## [EXTRACT TO READ]
Strength and Honour is a 2008 Irish sports drama film written, produced and directed by Mark Mahon. It was shot in Cork, Ireland. Filming took place in the city and county including Kinsale, Rochestown, Passage West and the un-opened maternity ward of the Cork University Hospital as well as the new airport.

The film had its market premiere preview screening at the Cannes Film Festival in May 2007, and won the "Best Picture" and "Best Actor" awards at the Boston Film Festival.

It was released on 20 November 2007 in Ireland and was market tested on a limited capacity in the United States on 7 December 2007. It was given a 15A rating in Ireland.
After the US testing, the film was re-cut taking 13 minutes off it and the film was fully completed in 2008.

In 2009, the Film was selected to screen at the Writers Guild of America and received a review in the Los Angeles Times that described it as 'another Slumdog Millionaire'. Later the same year, Michael Madsen and Mark Mahon appeared on the TODAY show in New York, as there was such strong word of mouth about the film.

On 17 March 2010, Mark Mahon and the film's main cast were invited by Prince Albert of Monaco to a private Royal screening at the Palace of Monaco.

The film's tagline was: "Wounds Heal, Scars Fade, Glory is Forever".

Plot 
Strength and Honour tells the story of an Irish-American boxer, Sean Kelleher (Michael Madsen), who accidentally kills his friend in the ring and promises his wife that he will never box again. However, years later, when he discovers that his only son is dying of the same hereditary heart disorder which has taken his wife, he is forced to break his promise to raise the substantial funds needed for the surgery that could save his son’s life.

## [PROVIDED RECORDS]
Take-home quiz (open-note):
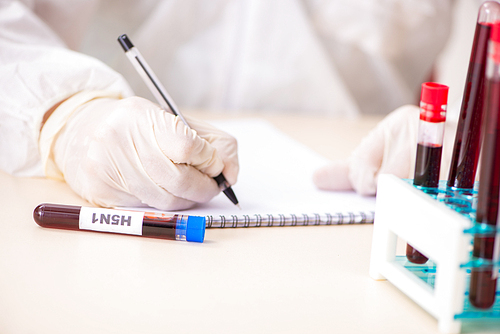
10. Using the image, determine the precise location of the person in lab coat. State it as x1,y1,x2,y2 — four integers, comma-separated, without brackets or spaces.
0,0,452,210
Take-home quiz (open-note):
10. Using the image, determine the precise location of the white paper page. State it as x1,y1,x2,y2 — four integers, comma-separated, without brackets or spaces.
183,119,375,216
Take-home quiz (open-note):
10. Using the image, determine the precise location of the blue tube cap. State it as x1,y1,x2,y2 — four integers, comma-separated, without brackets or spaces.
186,216,205,242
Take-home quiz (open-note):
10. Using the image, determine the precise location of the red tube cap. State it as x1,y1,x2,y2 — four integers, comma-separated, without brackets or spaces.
420,82,449,123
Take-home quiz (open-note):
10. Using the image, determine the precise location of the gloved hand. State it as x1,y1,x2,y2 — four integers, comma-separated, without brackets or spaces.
313,105,457,195
39,92,238,210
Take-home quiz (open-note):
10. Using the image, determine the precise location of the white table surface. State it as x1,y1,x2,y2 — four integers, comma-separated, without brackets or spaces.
0,115,495,334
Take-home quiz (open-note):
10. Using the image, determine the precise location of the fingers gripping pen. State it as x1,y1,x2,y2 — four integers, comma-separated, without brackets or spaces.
406,82,448,264
118,34,238,205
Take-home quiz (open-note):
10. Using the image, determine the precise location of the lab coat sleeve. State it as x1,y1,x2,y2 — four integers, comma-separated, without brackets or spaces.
0,1,132,176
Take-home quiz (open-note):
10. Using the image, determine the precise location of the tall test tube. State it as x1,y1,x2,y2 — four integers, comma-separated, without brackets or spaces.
469,22,500,309
447,1,500,189
447,1,500,189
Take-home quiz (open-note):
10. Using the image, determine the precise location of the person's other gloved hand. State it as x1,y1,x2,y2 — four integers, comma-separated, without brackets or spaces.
40,92,239,210
313,105,456,195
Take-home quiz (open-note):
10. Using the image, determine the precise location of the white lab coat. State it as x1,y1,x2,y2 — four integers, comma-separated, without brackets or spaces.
0,0,452,175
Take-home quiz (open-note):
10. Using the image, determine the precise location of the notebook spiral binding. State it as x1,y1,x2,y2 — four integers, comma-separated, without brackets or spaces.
205,211,375,228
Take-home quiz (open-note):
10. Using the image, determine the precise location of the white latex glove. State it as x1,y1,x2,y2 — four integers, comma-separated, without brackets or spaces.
313,105,457,195
40,92,238,210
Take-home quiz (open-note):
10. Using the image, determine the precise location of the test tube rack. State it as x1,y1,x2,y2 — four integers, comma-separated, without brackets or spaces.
370,174,500,333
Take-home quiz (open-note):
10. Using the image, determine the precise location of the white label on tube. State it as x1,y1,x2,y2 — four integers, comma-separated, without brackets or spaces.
79,207,144,235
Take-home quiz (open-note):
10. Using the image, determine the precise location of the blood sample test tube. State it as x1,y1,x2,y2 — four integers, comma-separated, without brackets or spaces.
33,203,205,242
406,82,448,264
447,1,500,189
469,22,500,309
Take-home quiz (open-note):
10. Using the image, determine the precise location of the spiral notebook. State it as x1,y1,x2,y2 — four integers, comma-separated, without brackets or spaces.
176,119,375,228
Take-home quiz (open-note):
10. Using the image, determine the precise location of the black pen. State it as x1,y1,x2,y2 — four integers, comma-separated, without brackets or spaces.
118,34,238,205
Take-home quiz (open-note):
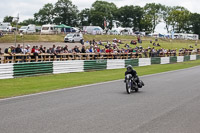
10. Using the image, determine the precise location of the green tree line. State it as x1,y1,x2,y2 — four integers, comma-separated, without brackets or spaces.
4,0,200,35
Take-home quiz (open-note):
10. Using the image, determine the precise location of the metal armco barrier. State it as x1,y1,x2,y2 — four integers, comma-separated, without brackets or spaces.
0,55,200,79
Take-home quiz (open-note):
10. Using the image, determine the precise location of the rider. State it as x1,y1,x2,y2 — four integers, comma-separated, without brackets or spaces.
124,65,140,84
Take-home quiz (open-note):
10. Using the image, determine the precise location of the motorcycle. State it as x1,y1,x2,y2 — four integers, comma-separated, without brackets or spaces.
125,74,139,94
125,74,144,94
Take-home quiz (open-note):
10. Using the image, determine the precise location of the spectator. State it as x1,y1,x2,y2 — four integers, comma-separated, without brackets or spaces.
15,44,22,54
63,45,69,53
81,45,86,53
39,45,45,53
51,44,56,54
73,46,80,53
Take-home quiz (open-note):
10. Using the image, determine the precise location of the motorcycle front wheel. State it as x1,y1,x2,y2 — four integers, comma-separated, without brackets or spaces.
126,80,131,94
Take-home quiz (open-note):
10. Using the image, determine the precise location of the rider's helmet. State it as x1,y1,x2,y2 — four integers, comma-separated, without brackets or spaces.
126,65,133,72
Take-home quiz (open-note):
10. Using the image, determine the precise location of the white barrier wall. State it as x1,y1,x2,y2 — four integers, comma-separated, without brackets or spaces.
53,60,84,74
160,57,170,64
190,55,197,60
0,63,14,79
107,60,125,69
139,58,151,66
177,56,184,62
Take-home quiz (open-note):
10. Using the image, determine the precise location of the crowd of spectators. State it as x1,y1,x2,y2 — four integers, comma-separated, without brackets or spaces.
0,38,199,57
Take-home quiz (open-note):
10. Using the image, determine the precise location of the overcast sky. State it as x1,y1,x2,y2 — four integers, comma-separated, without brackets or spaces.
0,0,200,33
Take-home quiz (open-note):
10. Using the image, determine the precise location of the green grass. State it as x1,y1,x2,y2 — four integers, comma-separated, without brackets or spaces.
0,60,200,98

## [YOUR GOAL]
Extract the complete passage about the film Strength and Honour, reproducing it word for word.

## [RESULT OF THE EXERCISE]
Strength and Honour is a 2008 Irish sports drama film written, produced and directed by Mark Mahon. It was shot in Cork, Ireland. Filming took place in the city and county including Kinsale, Rochestown, Passage West and the un-opened maternity ward of the Cork University Hospital as well as the new airport.

The film had its market premiere preview screening at the Cannes Film Festival in May 2007, and won the "Best Picture" and "Best Actor" awards at the Boston Film Festival.

It was released on 20 November 2007 in Ireland and was market tested on a limited capacity in the United States on 7 December 2007. It was given a 15A rating in Ireland.
After the US testing, the film was re-cut taking 13 minutes off it and the film was fully completed in 2008.

In 2009, the Film was selected to screen at the Writers Guild of America and received a review in the Los Angeles Times that described it as 'another Slumdog Millionaire'. Later the same year, Michael Madsen and Mark Mahon appeared on the TODAY show in New York, as there was such strong word of mouth about the film.

On 17 March 2010, Mark Mahon and the film's main cast were invited by Prince Albert of Monaco to a private Royal screening at the Palace of Monaco.

The film's tagline was: "Wounds Heal, Scars Fade, Glory is Forever".

Plot 
Strength and Honour tells the story of an Irish-American boxer, Sean Kelleher (Michael Madsen), who accidentally kills his friend in the ring and promises his wife that he will never box again. However, years later, when he discovers that his only son is dying of the same hereditary heart disorder which has taken his wife, he is forced to break his promise to raise the substantial funds needed for the surgery that could save his son’s life.